• _Set tasks_:
**A.** Answer these questions using the news article about the Macintosh grant, one answer per line:
(i) How many Macintosh computers and how many laser printers did the grant offer?
(ii) What subject does Jeff Heiman teach?
(iii) In what year was the school technology plan created?
**B.** Using the news article about the Macintosh grant, explain in one to three sentences why the Tukwila School District wants to use only personal computers.
**C.** List every person named in the news article about the Macintosh grant.

• _Document text_:
_ _ _ _

Poor school district considers turning down $43,000 PC grant because it’s for Macs

“Some Foster High School teachers are balking at the idea that the school board could refuse to let them accept $43,000 worth of new computers the school was recently awarded through a grant program,” reports Nora Doyle for The King County Journal.

Doyle continues, “Earlier this year, teacher Jeff Heiman applied for a grant from a nonprofit organization offering 30 new Macintosh computers and six laser printers to a school in an economically challenged community. The Tukwila School District, with a high number of students who qualify for free and reduced lunch, fits the bill.”

“Heiman thought he had found an answer. When he found out in May that Foster won the grant, the math teacher was elated. The extra computers would give the students he’ll teach next year daily access to a computer, which they need, he said,” reports Doyle.

“But according to the school technology plan created in 2000, Tukwila schools will move toward using only personal computers, not the Macintosh, for financial reasons, Superintendent Michael Silver said. The district has a six-person technology department staffed with people expert in PCs, Silver added. Having only PCs allows the district to better maintain, repair and replace computers in a cost-effective way, he said,” Doyle reports.

“It’s silly to turn down the offer of free Macs when the school district has to provide technical support for the Macs already at the high school, said Heiman, who said he didn’t know about the Mac rule in the technology plan when he applied for the grant,” Doyle writes. “‘My job as a teacher is to do everything I can to improve the education of kids. In my professional judgment, we need these computers,’ he said. The superintendent said the district should stick to its plan. ‘At this point … going with one platform for a small school district seems most prudent,’ Silver said. The matter will be discussed at tonight’s school board meeting, when Heiman said he and other teachers will ask the board for a one-time exception to the technology-plan rule prohibiting new Macs.”

_ _ _ _

• _Given material_:
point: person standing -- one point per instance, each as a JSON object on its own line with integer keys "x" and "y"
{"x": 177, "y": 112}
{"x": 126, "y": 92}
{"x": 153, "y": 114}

_ _ _ _

• _Task-by-task answers_:
**A.**
(i) 30 Macintosh computers and six laser printers
(ii) Math
(iii) 2000

**B.** The district has financial reasons for the choice. Its six-person technology department is staffed with people who are experts in PCs, and having only PCs lets the district maintain, repair and replace computers in a cost-effective way.

**C.**
- Nora Doyle
- Jeff Heiman
- Michael Silver